BEGIN

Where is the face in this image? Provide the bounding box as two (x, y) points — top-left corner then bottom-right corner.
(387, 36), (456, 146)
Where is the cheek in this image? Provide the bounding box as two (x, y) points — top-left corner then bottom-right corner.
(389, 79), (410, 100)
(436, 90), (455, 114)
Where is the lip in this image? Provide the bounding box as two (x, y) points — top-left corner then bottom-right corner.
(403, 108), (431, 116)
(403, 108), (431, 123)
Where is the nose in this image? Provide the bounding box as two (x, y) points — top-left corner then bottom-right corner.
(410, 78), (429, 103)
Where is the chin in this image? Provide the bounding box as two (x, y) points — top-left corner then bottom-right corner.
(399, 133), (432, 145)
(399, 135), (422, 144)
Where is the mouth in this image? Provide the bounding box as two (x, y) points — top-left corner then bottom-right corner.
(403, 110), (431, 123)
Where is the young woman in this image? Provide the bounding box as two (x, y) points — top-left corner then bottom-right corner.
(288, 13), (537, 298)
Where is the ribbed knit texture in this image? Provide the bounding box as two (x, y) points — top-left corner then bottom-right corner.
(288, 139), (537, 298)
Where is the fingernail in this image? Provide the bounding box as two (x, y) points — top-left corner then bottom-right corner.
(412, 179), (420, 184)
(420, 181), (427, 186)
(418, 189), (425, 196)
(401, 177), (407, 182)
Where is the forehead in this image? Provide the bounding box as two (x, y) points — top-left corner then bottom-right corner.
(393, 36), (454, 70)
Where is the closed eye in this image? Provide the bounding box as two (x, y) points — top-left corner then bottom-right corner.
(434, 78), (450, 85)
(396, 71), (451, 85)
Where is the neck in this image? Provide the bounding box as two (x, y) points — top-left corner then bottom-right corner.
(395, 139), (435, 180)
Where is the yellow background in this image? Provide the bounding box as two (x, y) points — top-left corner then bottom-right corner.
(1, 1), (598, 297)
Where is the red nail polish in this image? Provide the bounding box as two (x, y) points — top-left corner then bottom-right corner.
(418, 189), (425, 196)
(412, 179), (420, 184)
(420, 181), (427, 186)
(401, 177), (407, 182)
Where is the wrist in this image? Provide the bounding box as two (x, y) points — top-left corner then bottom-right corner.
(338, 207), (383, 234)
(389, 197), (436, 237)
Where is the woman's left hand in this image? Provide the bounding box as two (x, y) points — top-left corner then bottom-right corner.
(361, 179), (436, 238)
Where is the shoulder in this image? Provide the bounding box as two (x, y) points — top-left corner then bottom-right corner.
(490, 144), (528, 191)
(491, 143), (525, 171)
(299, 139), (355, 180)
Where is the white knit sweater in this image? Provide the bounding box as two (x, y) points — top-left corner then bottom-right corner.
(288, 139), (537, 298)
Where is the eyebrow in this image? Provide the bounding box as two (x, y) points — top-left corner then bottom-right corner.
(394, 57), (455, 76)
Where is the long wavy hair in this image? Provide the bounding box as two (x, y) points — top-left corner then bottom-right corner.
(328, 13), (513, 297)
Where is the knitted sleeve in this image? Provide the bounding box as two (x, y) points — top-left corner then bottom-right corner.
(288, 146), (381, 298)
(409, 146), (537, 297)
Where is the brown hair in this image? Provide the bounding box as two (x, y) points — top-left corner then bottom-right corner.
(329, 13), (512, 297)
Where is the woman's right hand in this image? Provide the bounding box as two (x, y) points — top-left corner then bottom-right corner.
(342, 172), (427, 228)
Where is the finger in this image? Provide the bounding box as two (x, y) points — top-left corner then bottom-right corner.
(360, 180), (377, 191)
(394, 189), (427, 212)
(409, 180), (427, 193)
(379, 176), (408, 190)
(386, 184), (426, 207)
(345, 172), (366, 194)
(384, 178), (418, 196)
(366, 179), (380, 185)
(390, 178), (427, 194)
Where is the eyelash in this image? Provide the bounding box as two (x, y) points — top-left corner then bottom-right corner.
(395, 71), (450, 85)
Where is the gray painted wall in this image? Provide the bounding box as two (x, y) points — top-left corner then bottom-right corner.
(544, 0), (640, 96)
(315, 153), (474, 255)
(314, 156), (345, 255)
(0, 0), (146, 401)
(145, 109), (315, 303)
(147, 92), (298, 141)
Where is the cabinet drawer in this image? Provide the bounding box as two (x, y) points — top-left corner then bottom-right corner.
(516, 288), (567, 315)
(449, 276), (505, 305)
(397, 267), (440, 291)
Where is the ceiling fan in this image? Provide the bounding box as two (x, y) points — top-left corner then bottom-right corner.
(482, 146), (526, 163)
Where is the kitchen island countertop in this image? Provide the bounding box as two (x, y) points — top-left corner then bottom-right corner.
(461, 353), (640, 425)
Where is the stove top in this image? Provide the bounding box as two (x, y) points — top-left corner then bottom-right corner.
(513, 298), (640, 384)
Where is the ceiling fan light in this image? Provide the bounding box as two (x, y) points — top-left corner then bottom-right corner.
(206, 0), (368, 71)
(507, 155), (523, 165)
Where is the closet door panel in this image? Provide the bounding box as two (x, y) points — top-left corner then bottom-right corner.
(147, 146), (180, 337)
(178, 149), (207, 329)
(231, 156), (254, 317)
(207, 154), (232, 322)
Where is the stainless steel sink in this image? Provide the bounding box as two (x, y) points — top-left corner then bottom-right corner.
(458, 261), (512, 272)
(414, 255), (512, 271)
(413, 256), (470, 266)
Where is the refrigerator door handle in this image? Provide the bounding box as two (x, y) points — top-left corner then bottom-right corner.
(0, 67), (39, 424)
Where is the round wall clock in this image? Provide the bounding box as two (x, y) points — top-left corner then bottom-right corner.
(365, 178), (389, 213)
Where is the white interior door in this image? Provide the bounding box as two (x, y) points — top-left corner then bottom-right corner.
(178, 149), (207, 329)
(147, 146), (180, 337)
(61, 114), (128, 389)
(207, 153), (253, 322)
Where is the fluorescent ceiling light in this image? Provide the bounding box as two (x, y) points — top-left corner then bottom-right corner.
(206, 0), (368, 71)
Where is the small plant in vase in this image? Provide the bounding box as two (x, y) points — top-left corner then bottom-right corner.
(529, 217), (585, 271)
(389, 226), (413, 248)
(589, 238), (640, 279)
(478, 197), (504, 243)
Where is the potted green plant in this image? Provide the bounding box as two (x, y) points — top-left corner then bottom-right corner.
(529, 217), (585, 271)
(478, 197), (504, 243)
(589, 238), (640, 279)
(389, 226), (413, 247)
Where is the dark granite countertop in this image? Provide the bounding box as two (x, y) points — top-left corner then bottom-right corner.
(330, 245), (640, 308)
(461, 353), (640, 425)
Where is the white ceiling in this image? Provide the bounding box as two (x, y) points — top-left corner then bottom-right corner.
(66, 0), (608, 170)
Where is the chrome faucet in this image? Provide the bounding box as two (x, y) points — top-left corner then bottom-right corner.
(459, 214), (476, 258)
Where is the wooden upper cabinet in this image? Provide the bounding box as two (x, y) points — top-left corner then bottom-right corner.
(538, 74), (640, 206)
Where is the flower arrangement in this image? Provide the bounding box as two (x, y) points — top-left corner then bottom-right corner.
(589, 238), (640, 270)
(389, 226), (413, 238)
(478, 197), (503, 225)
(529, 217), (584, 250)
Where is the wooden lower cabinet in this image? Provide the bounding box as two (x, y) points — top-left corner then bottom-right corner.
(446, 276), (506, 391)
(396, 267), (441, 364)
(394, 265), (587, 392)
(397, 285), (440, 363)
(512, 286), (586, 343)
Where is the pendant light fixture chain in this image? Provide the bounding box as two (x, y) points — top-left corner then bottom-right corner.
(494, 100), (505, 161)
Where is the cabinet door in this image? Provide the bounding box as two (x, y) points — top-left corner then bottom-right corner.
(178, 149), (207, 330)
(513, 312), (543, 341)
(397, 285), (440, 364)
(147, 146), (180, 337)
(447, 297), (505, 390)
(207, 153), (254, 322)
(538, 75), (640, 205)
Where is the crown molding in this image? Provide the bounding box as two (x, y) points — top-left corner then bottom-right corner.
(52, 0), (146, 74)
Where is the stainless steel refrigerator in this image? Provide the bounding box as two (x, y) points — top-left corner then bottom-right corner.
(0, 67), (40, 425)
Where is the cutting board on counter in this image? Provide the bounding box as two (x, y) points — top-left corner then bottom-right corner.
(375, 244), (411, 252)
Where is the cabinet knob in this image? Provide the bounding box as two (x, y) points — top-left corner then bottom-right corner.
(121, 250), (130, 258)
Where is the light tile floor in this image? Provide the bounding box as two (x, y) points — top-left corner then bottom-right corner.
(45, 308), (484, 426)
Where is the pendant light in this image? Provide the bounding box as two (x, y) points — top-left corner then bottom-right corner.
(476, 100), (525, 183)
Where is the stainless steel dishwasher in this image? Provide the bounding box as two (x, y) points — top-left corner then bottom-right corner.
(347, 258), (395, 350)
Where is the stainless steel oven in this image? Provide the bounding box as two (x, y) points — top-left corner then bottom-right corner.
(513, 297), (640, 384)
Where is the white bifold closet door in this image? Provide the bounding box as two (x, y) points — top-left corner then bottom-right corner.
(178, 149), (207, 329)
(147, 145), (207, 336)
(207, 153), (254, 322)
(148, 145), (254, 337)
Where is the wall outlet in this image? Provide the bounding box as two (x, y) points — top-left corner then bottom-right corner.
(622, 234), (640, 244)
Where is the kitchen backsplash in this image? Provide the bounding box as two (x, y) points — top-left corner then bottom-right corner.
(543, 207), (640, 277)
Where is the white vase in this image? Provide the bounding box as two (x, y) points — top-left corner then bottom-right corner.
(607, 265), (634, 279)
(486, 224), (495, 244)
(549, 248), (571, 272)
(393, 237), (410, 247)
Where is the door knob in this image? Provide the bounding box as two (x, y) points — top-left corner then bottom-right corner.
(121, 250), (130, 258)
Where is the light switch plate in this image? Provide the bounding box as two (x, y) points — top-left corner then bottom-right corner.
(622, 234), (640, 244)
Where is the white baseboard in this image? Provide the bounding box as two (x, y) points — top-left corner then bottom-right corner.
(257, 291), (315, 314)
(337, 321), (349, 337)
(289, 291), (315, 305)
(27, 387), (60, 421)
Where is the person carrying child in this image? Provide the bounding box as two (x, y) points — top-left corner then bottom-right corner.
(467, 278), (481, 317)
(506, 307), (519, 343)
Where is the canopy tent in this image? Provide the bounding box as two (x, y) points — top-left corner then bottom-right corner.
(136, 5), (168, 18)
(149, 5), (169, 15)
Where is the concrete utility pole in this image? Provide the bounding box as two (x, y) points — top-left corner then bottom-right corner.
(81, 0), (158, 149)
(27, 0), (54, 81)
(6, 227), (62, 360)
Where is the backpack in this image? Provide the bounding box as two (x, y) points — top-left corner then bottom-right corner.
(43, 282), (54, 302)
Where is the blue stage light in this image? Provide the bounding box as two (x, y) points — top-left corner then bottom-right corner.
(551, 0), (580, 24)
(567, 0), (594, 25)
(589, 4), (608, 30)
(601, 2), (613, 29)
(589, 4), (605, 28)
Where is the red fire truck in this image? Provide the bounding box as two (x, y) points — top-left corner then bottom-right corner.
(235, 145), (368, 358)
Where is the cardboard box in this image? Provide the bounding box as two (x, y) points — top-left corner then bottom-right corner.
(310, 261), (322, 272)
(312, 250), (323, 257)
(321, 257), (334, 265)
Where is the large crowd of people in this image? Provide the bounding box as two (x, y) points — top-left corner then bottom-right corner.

END

All lines from the one with "Where is the blue" through the final line above are to be quoted exactly; quote no other line.

Where is the blue stage light in this image? Provide the bounding box as two (x, y) points — top-left corner then bottom-right corner.
(551, 0), (580, 24)
(567, 0), (594, 25)
(589, 4), (608, 30)
(601, 2), (613, 29)
(589, 4), (605, 28)
Where is the red fire truck in this image? Provide the bounding box as two (x, y) points — top-left corner then bottom-right corner.
(235, 145), (368, 358)
Where is the cardboard box in this image? Provide the bounding box as two (x, y) points — top-left corner then bottom-right corner.
(310, 261), (322, 272)
(312, 250), (323, 257)
(321, 257), (334, 265)
Where is the large crowd of people in this image? Provide the bounding box as two (x, y) points — top-left corner then bottom-right corner.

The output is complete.